• **SET TASK**
Update the rows from the line containing "computer tower in the scene above?" through the line containing "[418,32,459,108]" by replacing "black keyboard" with "gray keyboard" and leaving everything else as it is. Return only those lines.

[BEGIN]

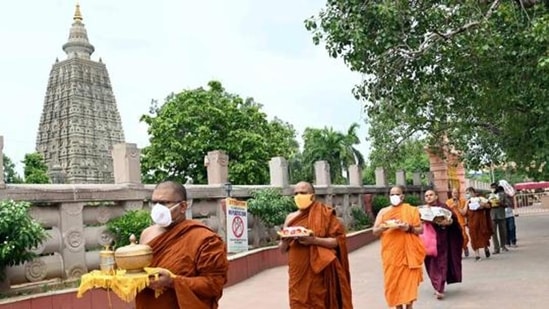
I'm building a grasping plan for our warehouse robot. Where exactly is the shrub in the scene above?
[107,210,152,248]
[248,188,295,228]
[0,200,48,279]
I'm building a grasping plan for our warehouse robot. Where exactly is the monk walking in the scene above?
[373,186,425,309]
[136,181,229,309]
[424,190,463,299]
[446,188,469,257]
[279,182,353,309]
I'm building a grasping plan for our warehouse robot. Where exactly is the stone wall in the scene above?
[0,136,488,285]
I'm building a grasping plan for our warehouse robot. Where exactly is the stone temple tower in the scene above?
[36,4,124,183]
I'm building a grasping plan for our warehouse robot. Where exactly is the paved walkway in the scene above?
[220,214,549,309]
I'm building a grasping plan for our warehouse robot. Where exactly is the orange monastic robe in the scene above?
[446,199,469,249]
[288,202,353,309]
[136,220,229,309]
[381,204,425,307]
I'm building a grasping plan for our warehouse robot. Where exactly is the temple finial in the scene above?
[72,1,83,21]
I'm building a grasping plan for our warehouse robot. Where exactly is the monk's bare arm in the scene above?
[278,212,297,253]
[312,236,338,249]
[372,207,388,236]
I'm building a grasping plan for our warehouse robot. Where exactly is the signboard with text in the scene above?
[225,197,248,253]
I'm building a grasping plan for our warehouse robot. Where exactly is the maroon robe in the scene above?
[424,201,463,293]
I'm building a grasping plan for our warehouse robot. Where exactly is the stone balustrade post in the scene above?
[349,164,362,187]
[376,167,387,187]
[204,150,229,185]
[269,157,289,188]
[315,161,332,186]
[396,170,406,186]
[59,202,88,278]
[412,172,421,186]
[0,135,6,189]
[111,143,141,184]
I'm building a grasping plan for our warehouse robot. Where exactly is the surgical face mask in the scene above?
[294,194,313,209]
[151,203,179,227]
[389,195,400,206]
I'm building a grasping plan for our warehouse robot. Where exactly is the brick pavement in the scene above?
[220,215,549,309]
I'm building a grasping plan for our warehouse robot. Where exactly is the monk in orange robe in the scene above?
[136,181,229,309]
[372,186,425,309]
[280,182,353,309]
[446,188,469,256]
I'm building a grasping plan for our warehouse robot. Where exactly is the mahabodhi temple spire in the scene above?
[36,4,124,183]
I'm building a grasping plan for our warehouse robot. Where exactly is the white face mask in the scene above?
[389,195,400,206]
[151,203,179,227]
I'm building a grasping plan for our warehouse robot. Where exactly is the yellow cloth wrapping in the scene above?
[76,267,175,303]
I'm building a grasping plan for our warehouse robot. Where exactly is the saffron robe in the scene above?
[288,202,353,309]
[136,220,229,309]
[466,197,493,250]
[446,199,469,250]
[424,202,463,293]
[380,203,425,307]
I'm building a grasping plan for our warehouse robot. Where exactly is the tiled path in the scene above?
[220,214,549,309]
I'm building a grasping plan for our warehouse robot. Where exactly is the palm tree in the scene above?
[303,123,364,183]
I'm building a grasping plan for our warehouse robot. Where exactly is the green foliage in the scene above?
[0,200,47,280]
[2,154,23,183]
[351,206,372,231]
[248,188,296,228]
[302,123,364,184]
[107,210,152,248]
[369,138,430,184]
[22,152,50,183]
[305,0,549,178]
[141,81,299,185]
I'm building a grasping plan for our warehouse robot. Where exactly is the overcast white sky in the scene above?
[0,0,367,171]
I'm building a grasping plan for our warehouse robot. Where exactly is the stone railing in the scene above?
[0,136,488,285]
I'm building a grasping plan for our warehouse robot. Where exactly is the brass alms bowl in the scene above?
[114,234,152,273]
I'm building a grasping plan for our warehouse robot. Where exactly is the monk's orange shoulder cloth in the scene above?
[288,202,353,309]
[136,220,229,309]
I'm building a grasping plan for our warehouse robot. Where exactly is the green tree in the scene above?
[305,0,549,175]
[368,139,430,184]
[22,152,50,183]
[2,154,23,183]
[141,81,299,185]
[303,124,364,184]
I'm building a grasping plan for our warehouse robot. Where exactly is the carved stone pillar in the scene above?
[315,161,332,186]
[427,151,448,201]
[412,172,421,186]
[204,150,229,185]
[49,164,67,183]
[60,203,88,278]
[349,164,362,187]
[0,135,6,189]
[396,170,406,186]
[112,143,141,184]
[376,167,387,187]
[269,157,289,188]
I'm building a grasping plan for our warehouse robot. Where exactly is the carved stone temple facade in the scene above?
[36,4,124,183]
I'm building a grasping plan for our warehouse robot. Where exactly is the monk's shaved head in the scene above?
[294,181,315,194]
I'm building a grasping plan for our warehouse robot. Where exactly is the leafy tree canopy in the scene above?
[363,138,430,184]
[305,0,549,177]
[22,152,50,183]
[298,123,364,184]
[2,154,23,183]
[141,81,299,185]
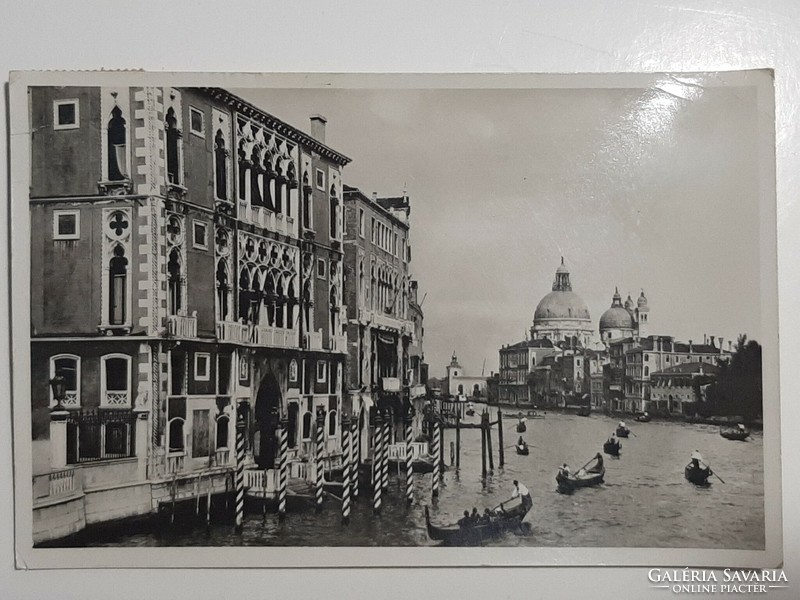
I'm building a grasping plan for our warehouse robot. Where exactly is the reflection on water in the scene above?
[79,413,764,550]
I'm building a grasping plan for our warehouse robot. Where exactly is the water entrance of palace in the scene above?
[67,404,765,549]
[253,372,284,469]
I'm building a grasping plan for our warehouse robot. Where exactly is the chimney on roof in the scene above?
[311,115,328,144]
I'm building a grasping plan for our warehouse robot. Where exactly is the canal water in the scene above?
[79,409,764,550]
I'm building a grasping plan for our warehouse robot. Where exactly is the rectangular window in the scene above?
[194,352,211,381]
[53,210,81,240]
[192,221,208,250]
[317,360,328,383]
[189,106,206,137]
[217,354,233,396]
[53,100,80,129]
[192,410,211,458]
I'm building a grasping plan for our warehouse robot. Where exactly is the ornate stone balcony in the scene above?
[358,308,414,335]
[303,330,322,350]
[167,311,197,339]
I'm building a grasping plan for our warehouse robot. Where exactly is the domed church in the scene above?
[600,288,650,343]
[531,257,592,346]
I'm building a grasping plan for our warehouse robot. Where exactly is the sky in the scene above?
[232,77,774,376]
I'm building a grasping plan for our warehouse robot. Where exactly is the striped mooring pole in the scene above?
[234,404,247,531]
[276,420,289,519]
[350,417,361,500]
[342,416,353,525]
[404,415,414,506]
[372,413,383,515]
[381,411,392,490]
[314,408,325,512]
[431,422,442,498]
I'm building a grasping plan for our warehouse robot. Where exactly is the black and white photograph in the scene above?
[11,70,781,567]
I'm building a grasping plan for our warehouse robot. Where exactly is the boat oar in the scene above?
[703,463,725,483]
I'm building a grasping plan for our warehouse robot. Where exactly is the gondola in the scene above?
[603,440,622,456]
[719,427,750,441]
[425,503,531,546]
[556,467,606,492]
[683,463,713,485]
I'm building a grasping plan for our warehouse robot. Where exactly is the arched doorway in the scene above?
[253,373,282,469]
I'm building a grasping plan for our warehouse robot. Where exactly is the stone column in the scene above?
[133,407,150,481]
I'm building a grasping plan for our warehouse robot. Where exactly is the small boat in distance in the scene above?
[425,503,530,546]
[556,452,606,493]
[683,450,714,486]
[683,463,713,485]
[719,423,750,442]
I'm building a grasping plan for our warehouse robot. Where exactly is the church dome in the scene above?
[533,290,591,323]
[600,306,633,332]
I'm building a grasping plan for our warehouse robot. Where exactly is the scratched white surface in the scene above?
[0,0,800,598]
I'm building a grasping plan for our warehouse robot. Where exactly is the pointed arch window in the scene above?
[250,148,264,206]
[217,260,231,321]
[214,129,228,200]
[167,248,183,315]
[108,246,128,325]
[107,104,128,181]
[330,186,339,240]
[303,171,314,229]
[165,107,183,185]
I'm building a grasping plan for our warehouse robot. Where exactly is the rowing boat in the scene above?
[719,427,750,441]
[556,467,606,491]
[425,502,531,546]
[683,463,713,485]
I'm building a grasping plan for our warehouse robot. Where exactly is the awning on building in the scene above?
[381,377,400,392]
[410,385,427,398]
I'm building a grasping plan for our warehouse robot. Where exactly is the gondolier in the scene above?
[510,479,533,510]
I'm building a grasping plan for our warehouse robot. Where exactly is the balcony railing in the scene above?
[217,321,300,348]
[303,329,322,350]
[250,325,299,348]
[358,308,414,335]
[217,321,250,344]
[331,335,347,352]
[167,311,197,338]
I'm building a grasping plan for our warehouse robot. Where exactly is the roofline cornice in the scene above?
[199,87,352,166]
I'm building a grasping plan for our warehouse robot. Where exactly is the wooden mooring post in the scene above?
[497,407,506,469]
[456,417,461,471]
[483,410,494,473]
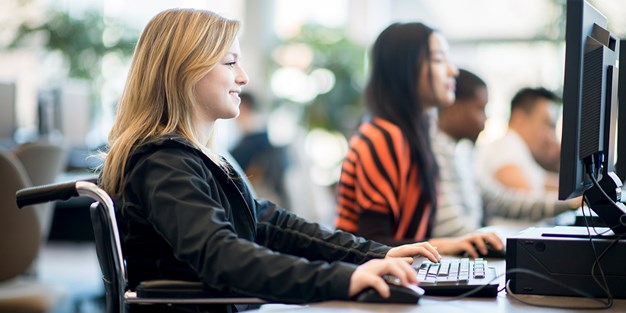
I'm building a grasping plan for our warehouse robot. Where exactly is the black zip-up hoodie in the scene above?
[115,136,390,303]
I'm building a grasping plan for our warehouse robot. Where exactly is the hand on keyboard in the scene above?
[414,258,498,297]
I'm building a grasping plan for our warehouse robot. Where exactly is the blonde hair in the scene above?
[100,9,240,196]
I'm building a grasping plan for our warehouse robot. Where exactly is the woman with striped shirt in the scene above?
[336,23,503,257]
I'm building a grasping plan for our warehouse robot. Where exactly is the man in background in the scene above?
[476,87,580,224]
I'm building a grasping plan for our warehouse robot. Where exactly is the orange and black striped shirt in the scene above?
[335,118,433,245]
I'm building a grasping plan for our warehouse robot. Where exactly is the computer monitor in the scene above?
[615,39,626,182]
[559,0,626,234]
[0,81,16,140]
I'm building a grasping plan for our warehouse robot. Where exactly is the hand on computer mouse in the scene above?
[354,275,424,304]
[348,258,418,298]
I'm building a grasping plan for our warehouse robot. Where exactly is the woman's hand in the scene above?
[348,258,418,298]
[385,242,441,264]
[429,232,504,258]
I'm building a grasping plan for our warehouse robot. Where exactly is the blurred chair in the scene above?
[16,181,265,313]
[0,151,64,312]
[14,141,68,240]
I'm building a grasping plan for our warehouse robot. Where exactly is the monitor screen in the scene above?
[559,0,626,232]
[0,81,16,140]
[615,39,626,182]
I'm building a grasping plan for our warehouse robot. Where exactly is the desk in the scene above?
[250,260,626,313]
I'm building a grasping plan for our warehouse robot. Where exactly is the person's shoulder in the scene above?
[359,117,403,139]
[131,135,198,164]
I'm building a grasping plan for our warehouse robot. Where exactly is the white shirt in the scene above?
[475,130,569,226]
[476,130,546,196]
[432,131,483,237]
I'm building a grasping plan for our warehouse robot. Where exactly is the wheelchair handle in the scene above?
[15,181,78,209]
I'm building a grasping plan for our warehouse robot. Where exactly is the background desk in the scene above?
[250,260,626,313]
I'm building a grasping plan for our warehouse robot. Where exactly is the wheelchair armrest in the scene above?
[135,280,217,299]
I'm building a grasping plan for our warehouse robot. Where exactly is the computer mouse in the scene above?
[463,241,506,259]
[354,279,424,304]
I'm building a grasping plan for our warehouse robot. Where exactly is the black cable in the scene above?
[583,194,613,307]
[587,168,626,228]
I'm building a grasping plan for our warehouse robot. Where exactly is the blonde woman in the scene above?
[101,9,440,310]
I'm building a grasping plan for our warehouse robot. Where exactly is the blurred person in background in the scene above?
[230,92,290,207]
[336,23,503,257]
[432,69,489,237]
[475,87,581,226]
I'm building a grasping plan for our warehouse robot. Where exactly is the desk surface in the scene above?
[251,260,626,313]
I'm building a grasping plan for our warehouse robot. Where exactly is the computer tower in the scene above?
[506,226,626,299]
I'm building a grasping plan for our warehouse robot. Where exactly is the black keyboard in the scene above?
[414,258,499,297]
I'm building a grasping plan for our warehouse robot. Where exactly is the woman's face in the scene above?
[194,39,248,122]
[418,32,459,108]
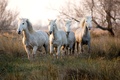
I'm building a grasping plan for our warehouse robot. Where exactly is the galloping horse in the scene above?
[65,20,75,54]
[75,16,92,52]
[17,18,49,59]
[48,20,67,58]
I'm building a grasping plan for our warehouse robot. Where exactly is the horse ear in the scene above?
[54,19,57,22]
[48,19,51,22]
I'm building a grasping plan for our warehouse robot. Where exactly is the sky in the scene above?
[8,0,66,25]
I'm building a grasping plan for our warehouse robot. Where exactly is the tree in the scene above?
[60,0,120,36]
[0,0,18,30]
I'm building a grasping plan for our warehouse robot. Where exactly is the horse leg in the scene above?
[81,43,83,53]
[76,42,79,53]
[25,46,30,59]
[56,45,61,58]
[72,43,75,54]
[50,44,53,54]
[88,42,91,53]
[32,46,38,58]
[43,44,49,54]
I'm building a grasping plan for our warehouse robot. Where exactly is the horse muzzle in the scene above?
[18,31,21,34]
[88,27,91,30]
[49,31,52,34]
[66,32,70,36]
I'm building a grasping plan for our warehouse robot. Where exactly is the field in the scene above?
[0,33,120,80]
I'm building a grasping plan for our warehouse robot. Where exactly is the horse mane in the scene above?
[80,18,85,28]
[26,19,34,33]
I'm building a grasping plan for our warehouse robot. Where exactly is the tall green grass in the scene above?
[0,35,120,80]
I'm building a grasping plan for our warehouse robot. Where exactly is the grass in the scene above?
[0,34,120,80]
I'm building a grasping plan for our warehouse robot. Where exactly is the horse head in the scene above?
[65,20,71,35]
[85,16,92,30]
[48,19,57,34]
[17,18,28,34]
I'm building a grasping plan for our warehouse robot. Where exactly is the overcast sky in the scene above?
[8,0,66,24]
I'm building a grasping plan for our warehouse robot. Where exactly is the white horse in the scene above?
[75,16,92,52]
[65,20,75,54]
[17,18,49,59]
[48,20,67,58]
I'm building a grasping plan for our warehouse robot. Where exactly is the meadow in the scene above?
[0,33,120,80]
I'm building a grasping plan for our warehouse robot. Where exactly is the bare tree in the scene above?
[60,0,120,36]
[0,0,18,30]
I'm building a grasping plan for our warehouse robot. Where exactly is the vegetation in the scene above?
[0,34,120,80]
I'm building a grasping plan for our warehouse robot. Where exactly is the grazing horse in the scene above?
[17,18,49,59]
[75,16,92,52]
[48,20,67,58]
[65,20,75,54]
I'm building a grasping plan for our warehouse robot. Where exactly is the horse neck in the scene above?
[83,27,89,36]
[53,27,58,39]
[23,29,30,40]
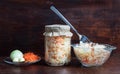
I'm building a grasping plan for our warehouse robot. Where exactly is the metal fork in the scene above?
[50,6,91,43]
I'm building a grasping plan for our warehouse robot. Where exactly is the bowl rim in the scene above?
[71,43,117,50]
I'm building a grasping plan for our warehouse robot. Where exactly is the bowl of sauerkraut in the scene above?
[72,43,116,67]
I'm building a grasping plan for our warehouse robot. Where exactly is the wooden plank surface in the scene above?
[0,0,120,55]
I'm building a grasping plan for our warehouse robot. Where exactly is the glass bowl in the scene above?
[72,43,116,67]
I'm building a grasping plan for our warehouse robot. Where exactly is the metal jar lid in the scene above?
[44,24,73,37]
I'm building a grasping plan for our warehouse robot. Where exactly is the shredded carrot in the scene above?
[23,52,40,62]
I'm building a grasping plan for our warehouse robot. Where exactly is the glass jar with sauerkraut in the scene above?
[44,24,73,66]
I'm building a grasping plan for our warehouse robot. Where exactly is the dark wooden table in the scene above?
[0,53,120,74]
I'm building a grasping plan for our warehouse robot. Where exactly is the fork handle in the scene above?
[50,6,80,36]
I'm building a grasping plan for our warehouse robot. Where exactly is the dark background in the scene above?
[0,0,120,56]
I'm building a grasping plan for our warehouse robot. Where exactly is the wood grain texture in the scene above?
[0,0,120,55]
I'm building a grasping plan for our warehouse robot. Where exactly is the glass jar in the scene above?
[44,25,73,66]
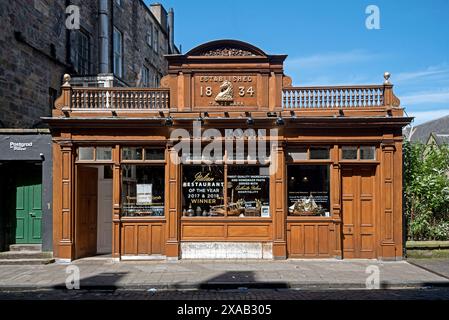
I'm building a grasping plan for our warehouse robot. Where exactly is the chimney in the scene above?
[167,8,176,54]
[98,0,110,73]
[150,3,168,32]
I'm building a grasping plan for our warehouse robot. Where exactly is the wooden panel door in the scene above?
[75,166,98,258]
[342,166,376,259]
[97,166,112,254]
[15,165,42,244]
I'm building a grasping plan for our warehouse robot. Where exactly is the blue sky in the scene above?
[147,0,449,125]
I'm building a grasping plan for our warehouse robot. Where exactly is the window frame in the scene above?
[285,144,333,165]
[75,145,115,164]
[285,161,334,220]
[119,162,167,220]
[338,144,380,164]
[180,160,273,222]
[120,145,167,165]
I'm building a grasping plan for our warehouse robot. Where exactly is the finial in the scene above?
[384,72,391,84]
[62,73,72,87]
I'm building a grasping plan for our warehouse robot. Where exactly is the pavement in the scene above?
[408,258,449,279]
[0,259,449,292]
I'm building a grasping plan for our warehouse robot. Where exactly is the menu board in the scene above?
[136,184,153,205]
[288,191,329,210]
[182,166,224,216]
[228,174,270,217]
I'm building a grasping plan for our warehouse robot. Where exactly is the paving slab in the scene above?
[0,259,449,291]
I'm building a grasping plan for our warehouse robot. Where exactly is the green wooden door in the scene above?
[16,166,42,244]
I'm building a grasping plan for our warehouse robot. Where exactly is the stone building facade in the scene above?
[0,0,178,128]
[0,0,179,251]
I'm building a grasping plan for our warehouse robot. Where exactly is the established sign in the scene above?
[9,141,33,151]
[194,74,257,107]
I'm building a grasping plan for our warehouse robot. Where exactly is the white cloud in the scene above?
[406,109,449,126]
[400,88,449,105]
[394,65,449,82]
[285,50,381,69]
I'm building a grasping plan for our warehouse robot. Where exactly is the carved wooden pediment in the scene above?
[187,40,266,57]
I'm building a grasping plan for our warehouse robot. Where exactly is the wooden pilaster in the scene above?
[379,136,396,259]
[53,141,75,260]
[330,145,342,259]
[165,145,181,259]
[111,145,122,259]
[270,144,287,259]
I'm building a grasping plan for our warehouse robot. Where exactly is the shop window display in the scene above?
[287,165,330,217]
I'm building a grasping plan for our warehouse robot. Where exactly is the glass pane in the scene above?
[122,164,165,217]
[360,146,376,160]
[287,165,330,217]
[288,148,308,161]
[95,147,112,160]
[78,147,94,161]
[145,148,165,160]
[227,166,270,217]
[103,166,113,179]
[122,147,143,160]
[341,146,357,160]
[310,147,329,160]
[182,165,225,217]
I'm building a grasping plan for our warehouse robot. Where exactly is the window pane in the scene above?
[287,165,330,216]
[360,146,376,160]
[310,147,329,160]
[145,148,165,160]
[288,148,307,161]
[182,166,225,217]
[78,147,94,160]
[122,147,143,160]
[122,164,165,217]
[227,166,270,217]
[95,147,112,160]
[341,146,357,160]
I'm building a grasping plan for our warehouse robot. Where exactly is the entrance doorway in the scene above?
[342,166,376,259]
[0,161,42,251]
[75,165,112,258]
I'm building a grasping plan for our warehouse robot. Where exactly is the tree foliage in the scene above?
[404,142,449,240]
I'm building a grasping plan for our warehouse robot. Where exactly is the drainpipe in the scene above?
[168,8,176,54]
[98,0,110,73]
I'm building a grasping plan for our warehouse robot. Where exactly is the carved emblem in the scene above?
[215,80,234,102]
[202,48,255,57]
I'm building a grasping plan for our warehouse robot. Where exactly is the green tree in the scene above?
[404,142,449,240]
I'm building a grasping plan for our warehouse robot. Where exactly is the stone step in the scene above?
[0,251,54,265]
[0,258,55,265]
[9,244,42,252]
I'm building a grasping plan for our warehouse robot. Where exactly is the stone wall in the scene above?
[0,0,172,128]
[113,0,169,87]
[0,0,67,128]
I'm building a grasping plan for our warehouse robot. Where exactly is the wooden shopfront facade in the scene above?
[46,40,411,260]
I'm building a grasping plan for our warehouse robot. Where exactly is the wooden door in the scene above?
[97,166,112,254]
[75,166,98,258]
[15,164,42,244]
[342,166,376,259]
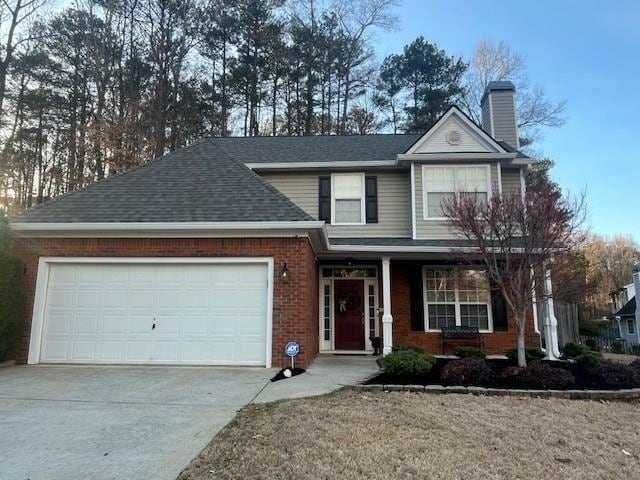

[END]

• **WRITTEN SOLUTION**
I'm building a grasping plan for our warehouse robot. Where exactly is the computer tower in the scene above?
[506,226,626,299]
I'm building a grasping plan for our warehouse robot. Where exactly is the gray keyboard in the scene above?
[414,258,499,297]
I'm building a grasping plan for our warehouse robot. Where exactly is the woman's face in the scene above?
[194,39,248,122]
[418,32,459,108]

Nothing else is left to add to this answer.